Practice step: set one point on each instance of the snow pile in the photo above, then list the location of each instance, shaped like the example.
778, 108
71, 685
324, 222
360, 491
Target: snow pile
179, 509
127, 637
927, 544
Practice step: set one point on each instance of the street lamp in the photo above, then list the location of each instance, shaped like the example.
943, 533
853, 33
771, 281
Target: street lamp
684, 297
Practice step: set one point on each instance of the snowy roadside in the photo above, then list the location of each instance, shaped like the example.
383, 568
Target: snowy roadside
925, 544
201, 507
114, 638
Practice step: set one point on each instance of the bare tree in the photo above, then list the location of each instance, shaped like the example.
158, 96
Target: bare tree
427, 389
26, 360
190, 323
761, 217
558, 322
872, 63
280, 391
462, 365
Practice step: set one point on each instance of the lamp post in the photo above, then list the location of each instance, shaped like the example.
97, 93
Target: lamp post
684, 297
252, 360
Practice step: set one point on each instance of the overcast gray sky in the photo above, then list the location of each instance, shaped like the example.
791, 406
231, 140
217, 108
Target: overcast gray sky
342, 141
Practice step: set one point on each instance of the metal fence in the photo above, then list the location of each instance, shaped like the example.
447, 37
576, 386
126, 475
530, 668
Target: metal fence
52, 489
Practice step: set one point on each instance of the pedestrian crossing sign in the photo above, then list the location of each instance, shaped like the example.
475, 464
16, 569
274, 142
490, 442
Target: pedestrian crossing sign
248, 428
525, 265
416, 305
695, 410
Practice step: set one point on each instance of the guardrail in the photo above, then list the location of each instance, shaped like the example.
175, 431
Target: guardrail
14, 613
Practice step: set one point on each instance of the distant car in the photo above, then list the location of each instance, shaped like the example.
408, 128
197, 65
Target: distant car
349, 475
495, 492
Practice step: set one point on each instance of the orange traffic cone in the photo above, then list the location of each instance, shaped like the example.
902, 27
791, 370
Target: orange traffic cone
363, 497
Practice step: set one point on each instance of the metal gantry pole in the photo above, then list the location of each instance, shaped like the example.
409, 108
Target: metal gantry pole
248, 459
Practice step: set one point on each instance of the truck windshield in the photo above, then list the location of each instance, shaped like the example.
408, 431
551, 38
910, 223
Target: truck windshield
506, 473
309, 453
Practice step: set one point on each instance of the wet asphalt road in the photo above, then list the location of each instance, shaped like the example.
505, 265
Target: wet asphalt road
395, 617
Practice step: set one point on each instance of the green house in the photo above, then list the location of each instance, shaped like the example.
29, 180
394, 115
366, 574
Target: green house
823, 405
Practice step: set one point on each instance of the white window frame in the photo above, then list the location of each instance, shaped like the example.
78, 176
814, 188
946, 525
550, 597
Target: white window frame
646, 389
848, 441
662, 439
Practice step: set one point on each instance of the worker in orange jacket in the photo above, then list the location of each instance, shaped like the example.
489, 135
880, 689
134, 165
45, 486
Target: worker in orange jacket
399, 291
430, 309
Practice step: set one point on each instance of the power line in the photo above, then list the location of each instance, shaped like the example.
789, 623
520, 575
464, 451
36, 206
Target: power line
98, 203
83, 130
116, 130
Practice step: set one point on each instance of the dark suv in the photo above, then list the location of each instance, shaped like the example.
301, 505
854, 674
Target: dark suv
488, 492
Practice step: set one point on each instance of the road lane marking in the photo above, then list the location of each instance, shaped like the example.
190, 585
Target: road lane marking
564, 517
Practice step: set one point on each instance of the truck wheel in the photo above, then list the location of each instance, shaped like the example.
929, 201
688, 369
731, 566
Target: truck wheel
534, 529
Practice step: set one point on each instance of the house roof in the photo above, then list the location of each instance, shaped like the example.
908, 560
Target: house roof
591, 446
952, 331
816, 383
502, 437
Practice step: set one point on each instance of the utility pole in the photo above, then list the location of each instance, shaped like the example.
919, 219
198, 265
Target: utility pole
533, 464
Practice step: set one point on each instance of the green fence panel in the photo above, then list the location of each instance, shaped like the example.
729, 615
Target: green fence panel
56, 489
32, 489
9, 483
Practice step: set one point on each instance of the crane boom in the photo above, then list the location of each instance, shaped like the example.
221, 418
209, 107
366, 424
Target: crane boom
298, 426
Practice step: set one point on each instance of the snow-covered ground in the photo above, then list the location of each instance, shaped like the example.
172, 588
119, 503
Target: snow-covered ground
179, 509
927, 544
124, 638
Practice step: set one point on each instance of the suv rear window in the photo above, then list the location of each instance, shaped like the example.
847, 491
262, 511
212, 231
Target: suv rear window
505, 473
####################
■ **ACTIVITY**
Nothing in the listing should change; repeat it in full.

■ **WRITTEN SOLUTION**
Practice step: set one point on each instance of the snow pile in the photo above, then list the location of each instance, shaped like the example.
778, 108
71, 685
324, 222
360, 491
Target: snow pile
179, 509
127, 637
927, 544
Practice step: set one point on each instance of the street lamp in the photo above, then list the location of each instance, shaped like the example.
943, 533
853, 33
771, 281
Target: street lamp
684, 297
Practice step: set one point on each instance of the snowy roadside in the photo above, then list the location of each instance, shaped like the example.
383, 568
Target: snowy roadside
925, 544
201, 507
114, 638
Practice step: set one point on each instance of the bare tree in the photo above, then list the location of each instance, shaped like the example.
158, 96
Target: bare tree
427, 389
26, 360
190, 323
761, 217
558, 322
872, 63
280, 391
462, 365
Practice step: set one point on each instance of the lamp post in the photo above, then list the location of each instance, shaped like the example.
97, 93
Target: lamp post
684, 297
252, 360
Practice step: set one point on each instance of the overcast gray sky in the photo above, then list the location of each instance, shaped like the example.
791, 406
231, 140
217, 108
Target: overcast gray sky
342, 141
Practice step: set one point on each instance of the metal fence in the photo above, then list the location of each instance, shaped like the example.
447, 37
576, 386
126, 475
530, 668
Target: metal fence
52, 489
Practice step: set one point on each instance of the pedestrian crossing sign in the photo above, then list the location of each instance, shaped like the example.
475, 464
16, 569
274, 142
490, 442
Target: pedestrian crossing sign
248, 428
525, 265
416, 305
695, 410
Practice step: set one point on each instance of the guardrail in the photo above, then list the location of each instance, shaped like the example.
175, 431
Target: guardrail
14, 613
Practice step: set one point on each instance of the distant car in the photo above, then list the location of each instance, shaped like the example.
408, 128
197, 65
Target: distant car
349, 475
495, 492
Practice step: set one point on each instance of the orange traffic cone in the photo above, then list the location of each instance, shaped like the example.
902, 27
791, 370
Target: orange traffic cone
363, 497
Practice step: set one point on each instance of the metal gantry pole in the photo above, then list the location of each instance, shaped like the example.
409, 108
Target: metal gantry pole
248, 459
Practice step: set one point on each instance of the truck windshield in the photo above, then list the location of each instance, shaped like the example.
408, 431
551, 38
910, 223
Target: truck windshield
506, 473
309, 453
Practice step: set one point on each instance of the wet asphalt road in the photo above, then list the location of each instance, shaped like the example.
505, 265
Target: wet asphalt road
395, 617
Practice step: set one point on each instance of the green house in the photo above, then list the location of each instance, shaped like the example.
29, 180
394, 115
366, 574
Target: green house
823, 405
Practice step: set one point on each instance of the white window frame in the photo above, then list the location of each instance, shaped like the example.
78, 176
814, 188
946, 525
550, 597
Target: white window frame
646, 389
848, 441
662, 439
Practice step: set one point on each instance of the worker in orange jacket in the photo above, then list the location of each instance, shaped like the example.
489, 135
880, 689
134, 165
45, 486
Target: worker in orange jacket
399, 291
430, 309
Practice step: set one point on each instance of the power line in the photo above, then list the location of each instance, shaped like the example.
789, 623
520, 575
464, 451
36, 206
Target: power line
98, 203
83, 130
116, 130
Practice step: set one point on each instance of the dark suv in the photo above, then list the location of each instance, shaped like the example.
301, 505
854, 674
Target: dark suv
488, 492
Practice step: set one point on each instance of the road lane marking in the photo above, then list the location of each instance, shaped like the example.
190, 585
Target: road lane marking
564, 517
Practice step: set one point on each instance of the truck wheel in the photo above, then list the location of each instance, shaped like the example.
929, 201
688, 369
731, 566
Target: truck wheel
534, 529
Practice step: set one point on each instance of the house roof in the photo above, then list the location of each instance, shaped like the example.
908, 560
Target: house roof
591, 446
952, 331
816, 383
502, 437
Practice step: set one point on each instance of the utility pole in the photo above, then list the location of each instance, shaped like the example.
919, 219
198, 265
Target: utility pole
533, 464
Practice step: set one point on each instance of the green fence panel in the photo above, then list the location of each instance, shaped like the example.
729, 615
Target: green fence panel
56, 489
32, 489
9, 483
Practice step: set one point on each instance of the crane boom in the photo above, then list the location of each instance, shaped like the example.
221, 418
209, 107
366, 424
Target: crane boom
298, 426
Practice step: set one point on each instance of the snow-covered ground in the photo above, then list the location of each instance, shaped like the example.
172, 588
119, 503
Target: snow-covered ground
179, 509
927, 544
124, 638
Practice step: set one point on each instance of the suv rear window in the photo above, then list the location of each instance, shaped like the example.
847, 491
262, 511
212, 231
Target: suv rear window
505, 473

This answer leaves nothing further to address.